## What to work on:
Each record below has to be printed verbatim.

:: Dataset extract ::

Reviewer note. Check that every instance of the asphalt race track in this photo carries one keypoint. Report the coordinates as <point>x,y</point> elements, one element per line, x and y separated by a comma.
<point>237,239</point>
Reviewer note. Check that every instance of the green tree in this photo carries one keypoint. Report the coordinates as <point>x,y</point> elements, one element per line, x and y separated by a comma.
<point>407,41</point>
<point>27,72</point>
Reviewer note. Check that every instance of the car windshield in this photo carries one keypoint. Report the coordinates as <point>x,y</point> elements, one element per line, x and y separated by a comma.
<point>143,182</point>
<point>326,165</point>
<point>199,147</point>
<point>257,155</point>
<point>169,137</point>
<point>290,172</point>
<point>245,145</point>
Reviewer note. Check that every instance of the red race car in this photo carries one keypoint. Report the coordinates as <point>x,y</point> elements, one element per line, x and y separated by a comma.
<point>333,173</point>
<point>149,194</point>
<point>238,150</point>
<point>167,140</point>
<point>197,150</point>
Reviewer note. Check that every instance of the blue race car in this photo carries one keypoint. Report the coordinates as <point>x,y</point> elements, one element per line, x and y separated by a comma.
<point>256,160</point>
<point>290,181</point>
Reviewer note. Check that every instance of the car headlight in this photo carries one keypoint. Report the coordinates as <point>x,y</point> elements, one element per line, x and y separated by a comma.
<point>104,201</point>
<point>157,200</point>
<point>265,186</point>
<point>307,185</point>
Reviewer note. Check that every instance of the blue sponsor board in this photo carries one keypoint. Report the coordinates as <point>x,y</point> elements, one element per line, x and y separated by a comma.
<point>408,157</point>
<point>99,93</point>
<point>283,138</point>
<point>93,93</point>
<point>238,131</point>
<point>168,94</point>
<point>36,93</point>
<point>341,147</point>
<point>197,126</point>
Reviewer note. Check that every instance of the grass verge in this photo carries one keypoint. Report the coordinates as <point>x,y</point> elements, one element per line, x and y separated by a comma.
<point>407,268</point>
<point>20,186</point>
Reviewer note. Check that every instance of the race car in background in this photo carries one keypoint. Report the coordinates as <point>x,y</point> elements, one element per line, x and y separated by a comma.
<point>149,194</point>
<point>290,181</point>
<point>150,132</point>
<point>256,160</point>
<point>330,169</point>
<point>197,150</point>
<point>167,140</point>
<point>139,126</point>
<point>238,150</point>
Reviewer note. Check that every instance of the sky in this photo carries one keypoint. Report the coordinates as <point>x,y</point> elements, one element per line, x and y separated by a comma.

:::

## Exercise answer:
Reviewer note. Check that every instance of the asphalt race track in this photo carries one keypoint. Report the coordinates as <point>x,y</point> elements, one element per line, x and y separated by a comma.
<point>237,239</point>
Reviewer note. Check that every instance of the green tree in this photo carries one keypoint. Report the coordinates as <point>x,y</point> elements, one element per line, x and y separated by a comma.
<point>407,41</point>
<point>27,72</point>
Reviewer note. Check that every instance of the car windshield in this photo carries one keypoint. Report the coordinates as <point>x,y</point> elements, one element per line, x and y separated by a comma.
<point>143,182</point>
<point>326,165</point>
<point>199,147</point>
<point>257,155</point>
<point>169,137</point>
<point>290,172</point>
<point>245,145</point>
Reviewer note. Check that every instance of the red race car in this photo carries one keypoint. Report the coordinates as <point>x,y</point> elements, one element per line, x and y separated by a comma.
<point>333,173</point>
<point>149,194</point>
<point>238,150</point>
<point>167,140</point>
<point>197,150</point>
Reviewer note. Check that every instance of the blue race car in this photo carries one keypoint. Report the coordinates as <point>x,y</point> elements, one element per line, x and y separated by a comma.
<point>256,160</point>
<point>290,181</point>
Reviewer note. Check that every instance of the car headlight in this photo carries one keypoint. Report the coordinates as <point>x,y</point> elements, one element per line, x and y separated by a comma.
<point>104,201</point>
<point>157,200</point>
<point>265,186</point>
<point>307,185</point>
Reviewer note. Check that every instance of the blue sponsor board in this photo carries one keypoint. Report the coordinates as <point>x,y</point> elements, one element per line, x and y separated by a comma.
<point>408,157</point>
<point>99,93</point>
<point>283,138</point>
<point>93,93</point>
<point>238,131</point>
<point>168,94</point>
<point>36,93</point>
<point>341,147</point>
<point>197,126</point>
Reviewer note. Check that every instance of the grass verge in this photo carries one keypoint. Report the coordinates as <point>x,y</point> elements, one element per line, x and y separated by a comma.
<point>407,268</point>
<point>20,186</point>
Reviewer note. Check that every instance of the race car in background in this photo carries one keypoint. Report the coordinates as <point>x,y</point> elements, one element per line, x and y separated by a comma.
<point>149,194</point>
<point>290,181</point>
<point>150,132</point>
<point>256,160</point>
<point>330,169</point>
<point>197,150</point>
<point>167,140</point>
<point>139,126</point>
<point>238,150</point>
Reviewer note. Check that every instance of the sky in this photo carries one keypoint. Report the coordinates as <point>x,y</point> elements, one element per line, x and y separated by a comma.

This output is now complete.